### PROVIDED TEXT:
Judge stops funding block to Planned ParenthoodBy Howard Fischer
Capitol Media Services
PHOENIX — A federal judge has permanently blocked Arizona from cutting off funds to Planned Parenthood solely because the organization also performs abortions.
In an 11-page ruling, Judge Neil Wake said legislation approved last year violates federal laws which say that those enrolled in the Medicaid program are entitled to get their services from any qualified medical provider.
He said there was no evidence presented that Planned Parenthood is not qualified to offer family planning services. Instead, Wake said, the law is simply an attempt by legislators to prevent Planned Parenthood from getting any federal or state funds, no matter for what they are used.
Wake’s ruling is no surprise.
In October he had blocked the state from enforcing the law while the issue was being litigated. Wake said he has seen nothing since which convinces him the state can do what it wants.
Attorneys for the state already are asking the 9th U.S. Circuit Court of Appeals to overturn that preliminary injunction. Wake’s new ruling is likely to also end up before the same court.
Both Arizona and federal laws already bar the use of public funds for abortions that are not medically necessary.
But the state, as part of its participation in the federal Medicaid program, provides family planning services for needy women. The federal government pays 90 percent, with the state covering the balance.
Medicaid law also permits eligible women to choose from any qualified provider. And that has included Planned Parenthood.

### Stored dataset items:
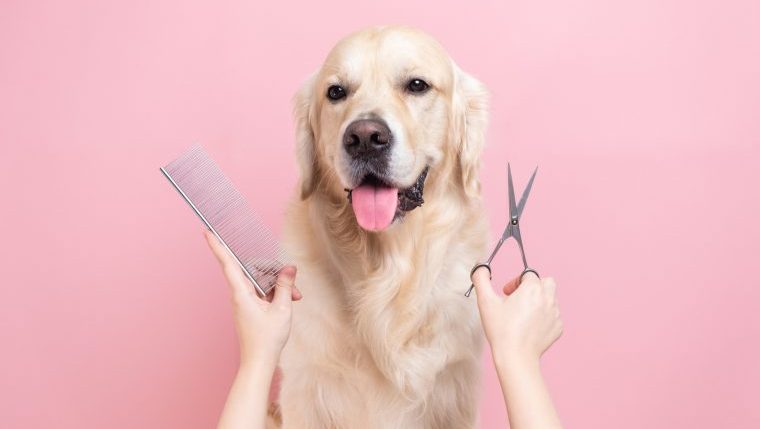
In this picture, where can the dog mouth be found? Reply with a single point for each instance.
(377, 203)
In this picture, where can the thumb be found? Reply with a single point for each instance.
(482, 282)
(283, 290)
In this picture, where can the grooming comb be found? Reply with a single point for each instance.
(227, 214)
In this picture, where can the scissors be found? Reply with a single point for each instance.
(512, 229)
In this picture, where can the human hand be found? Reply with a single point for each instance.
(262, 324)
(523, 324)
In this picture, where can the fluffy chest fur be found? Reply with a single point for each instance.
(384, 331)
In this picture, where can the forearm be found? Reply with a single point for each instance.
(529, 405)
(246, 405)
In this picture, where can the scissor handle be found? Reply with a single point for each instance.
(472, 271)
(488, 267)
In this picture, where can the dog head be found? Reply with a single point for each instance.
(388, 107)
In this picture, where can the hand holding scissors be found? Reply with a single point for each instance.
(512, 229)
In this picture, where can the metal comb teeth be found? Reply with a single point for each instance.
(227, 214)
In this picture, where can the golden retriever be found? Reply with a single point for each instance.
(384, 337)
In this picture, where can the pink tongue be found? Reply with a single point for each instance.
(374, 206)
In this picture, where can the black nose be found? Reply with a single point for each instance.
(367, 138)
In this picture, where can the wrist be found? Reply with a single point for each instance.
(514, 360)
(264, 361)
(257, 367)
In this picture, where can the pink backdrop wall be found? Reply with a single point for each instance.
(643, 117)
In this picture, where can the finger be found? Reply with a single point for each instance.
(550, 287)
(482, 282)
(297, 295)
(283, 294)
(529, 278)
(512, 285)
(215, 246)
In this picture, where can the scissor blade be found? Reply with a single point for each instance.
(526, 192)
(510, 187)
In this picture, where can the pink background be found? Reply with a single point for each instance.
(643, 117)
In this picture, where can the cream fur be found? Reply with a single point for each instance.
(384, 337)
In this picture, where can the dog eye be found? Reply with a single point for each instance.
(336, 92)
(417, 85)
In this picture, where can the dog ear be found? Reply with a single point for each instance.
(470, 119)
(303, 113)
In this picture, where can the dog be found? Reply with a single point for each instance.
(384, 227)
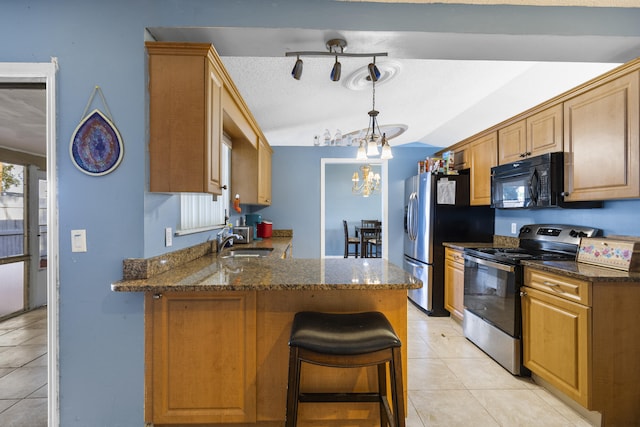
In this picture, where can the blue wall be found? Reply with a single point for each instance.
(101, 43)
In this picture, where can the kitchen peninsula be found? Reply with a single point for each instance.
(216, 332)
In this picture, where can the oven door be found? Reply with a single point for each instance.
(490, 293)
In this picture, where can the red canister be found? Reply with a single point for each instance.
(264, 229)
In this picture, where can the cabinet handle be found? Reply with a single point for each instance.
(554, 286)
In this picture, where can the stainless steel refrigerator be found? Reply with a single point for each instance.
(437, 210)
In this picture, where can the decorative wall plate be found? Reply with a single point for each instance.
(96, 146)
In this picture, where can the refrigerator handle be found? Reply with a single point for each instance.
(413, 216)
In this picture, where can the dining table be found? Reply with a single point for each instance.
(366, 232)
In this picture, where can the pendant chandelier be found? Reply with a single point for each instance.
(369, 144)
(370, 182)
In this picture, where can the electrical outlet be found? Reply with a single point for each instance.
(78, 240)
(168, 237)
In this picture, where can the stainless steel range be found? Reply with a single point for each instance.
(492, 280)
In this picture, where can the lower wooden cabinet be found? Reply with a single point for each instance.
(556, 336)
(454, 282)
(582, 337)
(200, 357)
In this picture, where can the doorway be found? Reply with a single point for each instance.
(326, 192)
(45, 74)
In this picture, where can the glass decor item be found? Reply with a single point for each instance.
(96, 146)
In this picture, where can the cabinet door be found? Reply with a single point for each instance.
(544, 131)
(482, 157)
(214, 131)
(512, 142)
(264, 173)
(601, 131)
(454, 282)
(555, 334)
(185, 118)
(201, 358)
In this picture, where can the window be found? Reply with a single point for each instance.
(12, 210)
(200, 212)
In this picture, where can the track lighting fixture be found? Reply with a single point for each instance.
(336, 48)
(297, 69)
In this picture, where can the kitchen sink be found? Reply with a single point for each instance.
(246, 253)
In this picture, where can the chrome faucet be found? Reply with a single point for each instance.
(224, 236)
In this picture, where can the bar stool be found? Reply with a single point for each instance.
(350, 340)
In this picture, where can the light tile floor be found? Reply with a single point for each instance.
(23, 370)
(451, 382)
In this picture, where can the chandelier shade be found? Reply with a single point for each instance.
(296, 72)
(335, 48)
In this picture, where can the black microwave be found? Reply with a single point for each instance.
(531, 183)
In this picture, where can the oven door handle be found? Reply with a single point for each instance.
(499, 266)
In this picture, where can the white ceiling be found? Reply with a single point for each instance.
(448, 86)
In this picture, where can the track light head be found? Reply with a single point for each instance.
(297, 69)
(335, 71)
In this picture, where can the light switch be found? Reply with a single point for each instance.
(78, 240)
(168, 237)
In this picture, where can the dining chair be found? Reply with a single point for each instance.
(370, 230)
(374, 245)
(349, 241)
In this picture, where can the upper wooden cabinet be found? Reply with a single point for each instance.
(264, 172)
(601, 140)
(185, 118)
(192, 102)
(538, 134)
(482, 156)
(250, 158)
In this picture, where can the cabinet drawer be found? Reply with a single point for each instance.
(564, 287)
(453, 255)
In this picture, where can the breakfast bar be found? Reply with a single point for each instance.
(217, 329)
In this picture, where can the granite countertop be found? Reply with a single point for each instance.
(498, 242)
(583, 271)
(460, 246)
(272, 273)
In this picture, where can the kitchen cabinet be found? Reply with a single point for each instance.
(185, 118)
(581, 337)
(251, 155)
(251, 172)
(483, 155)
(454, 282)
(534, 135)
(601, 141)
(200, 357)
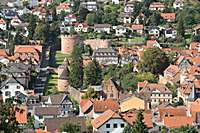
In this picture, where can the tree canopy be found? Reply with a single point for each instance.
(154, 60)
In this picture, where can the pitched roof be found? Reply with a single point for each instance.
(177, 121)
(63, 6)
(46, 111)
(107, 115)
(172, 111)
(156, 5)
(85, 104)
(131, 117)
(168, 16)
(53, 124)
(137, 27)
(21, 114)
(102, 26)
(102, 105)
(2, 21)
(172, 70)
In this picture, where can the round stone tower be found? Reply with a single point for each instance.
(68, 42)
(63, 74)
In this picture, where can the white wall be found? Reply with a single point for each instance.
(103, 128)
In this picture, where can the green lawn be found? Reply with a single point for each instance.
(53, 77)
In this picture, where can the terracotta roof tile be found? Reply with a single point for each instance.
(131, 116)
(168, 16)
(107, 115)
(137, 27)
(85, 104)
(103, 105)
(177, 121)
(21, 114)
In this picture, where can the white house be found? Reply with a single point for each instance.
(41, 113)
(65, 7)
(102, 28)
(3, 24)
(178, 4)
(170, 33)
(119, 30)
(153, 31)
(11, 88)
(115, 2)
(81, 27)
(109, 122)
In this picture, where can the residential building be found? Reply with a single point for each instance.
(170, 33)
(65, 7)
(157, 93)
(102, 28)
(90, 5)
(100, 106)
(110, 122)
(105, 56)
(81, 27)
(138, 28)
(169, 17)
(120, 30)
(3, 25)
(134, 102)
(70, 18)
(11, 88)
(52, 124)
(153, 31)
(178, 4)
(157, 6)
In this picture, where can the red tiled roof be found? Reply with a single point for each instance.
(168, 16)
(157, 5)
(130, 117)
(64, 6)
(21, 114)
(85, 104)
(107, 115)
(177, 121)
(137, 26)
(103, 105)
(2, 21)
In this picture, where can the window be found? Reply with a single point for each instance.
(107, 125)
(122, 125)
(18, 87)
(17, 92)
(115, 125)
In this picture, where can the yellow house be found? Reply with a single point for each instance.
(133, 103)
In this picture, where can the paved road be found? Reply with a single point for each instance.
(42, 77)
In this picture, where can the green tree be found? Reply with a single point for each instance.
(8, 123)
(154, 60)
(128, 129)
(184, 129)
(150, 77)
(139, 126)
(128, 82)
(82, 14)
(70, 128)
(93, 74)
(90, 19)
(41, 32)
(76, 68)
(180, 27)
(31, 26)
(90, 94)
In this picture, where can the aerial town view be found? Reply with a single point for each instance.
(99, 66)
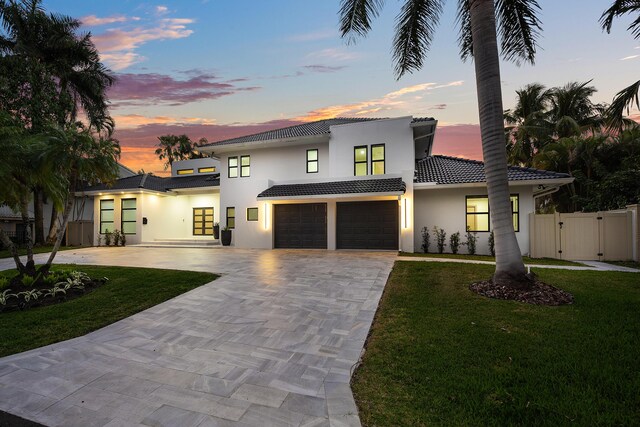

### REQUIRED WORK:
A – Quote the article on the Planned Parenthood funding ruling word for word, beginning with the words "In an 11-page" and ending after the words "they are used.".
B – List every organization or court named in the article on the Planned Parenthood funding ruling.

### PER-TASK ANSWERS:
A –
In an 11-page ruling, Judge Neil Wake said legislation approved last year violates federal laws which say that those enrolled in the Medicaid program are entitled to get their services from any qualified medical provider.
He said there was no evidence presented that Planned Parenthood is not qualified to offer family planning services. Instead, Wake said, the law is simply an attempt by legislators to prevent Planned Parenthood from getting any federal or state funds, no matter for what they are used.

B –
- Capitol Media Services
- Planned Parenthood
- 9th U.S. Circuit Court of Appeals